▶ _WHAT TO WORK ON_: State how many of the lines below contain the string "coordinates", matching case exactly, and reply with the number alone.

▶ _DATASET EXCERPTS_:
========================================

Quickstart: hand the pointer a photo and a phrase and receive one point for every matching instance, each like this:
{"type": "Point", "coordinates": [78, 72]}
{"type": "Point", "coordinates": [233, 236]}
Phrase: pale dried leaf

========================================

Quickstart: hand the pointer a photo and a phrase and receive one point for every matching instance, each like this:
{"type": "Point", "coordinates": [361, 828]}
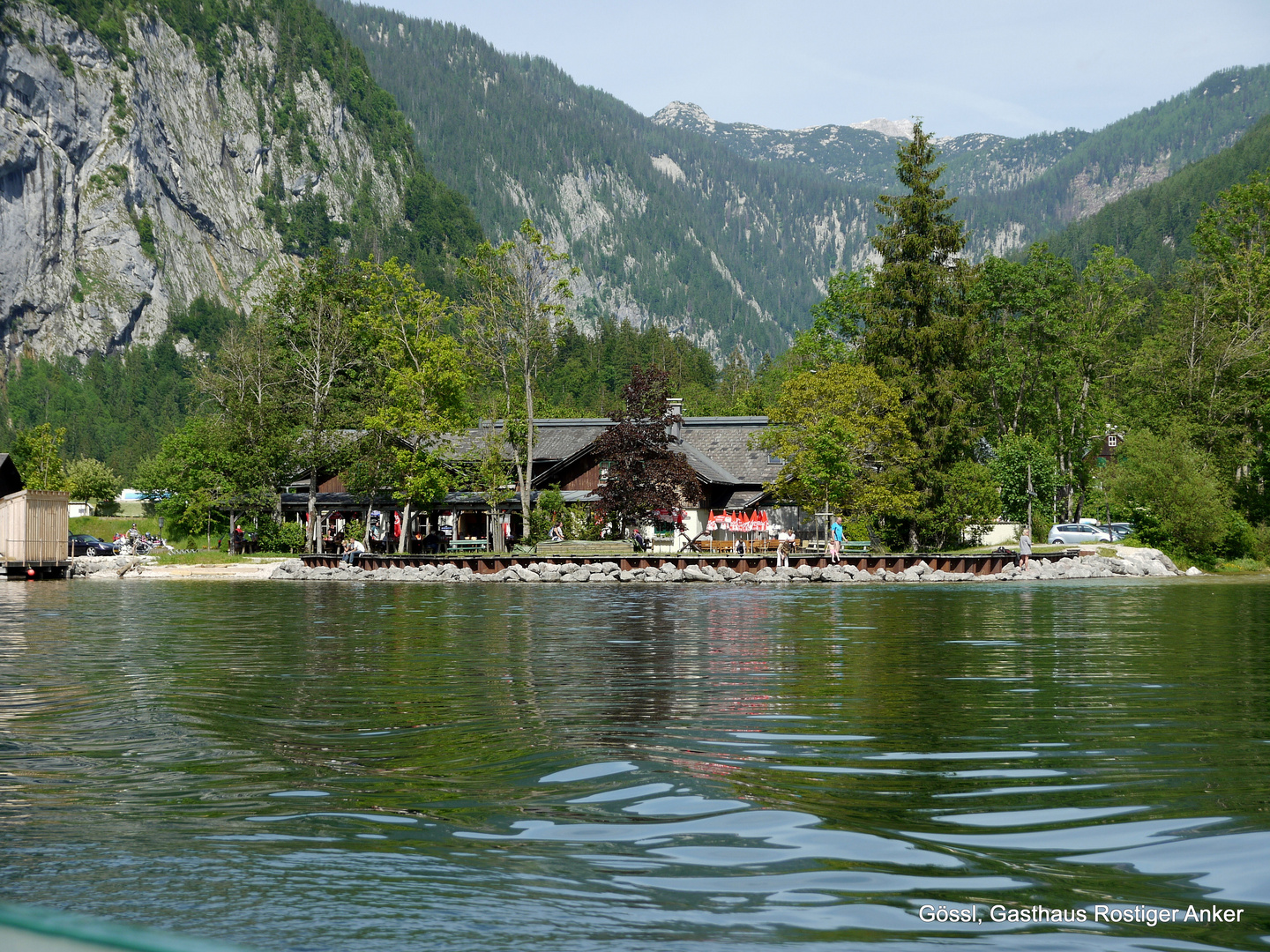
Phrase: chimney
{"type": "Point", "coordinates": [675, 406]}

========================================

▶ _WRITTEN ANSWER_: 4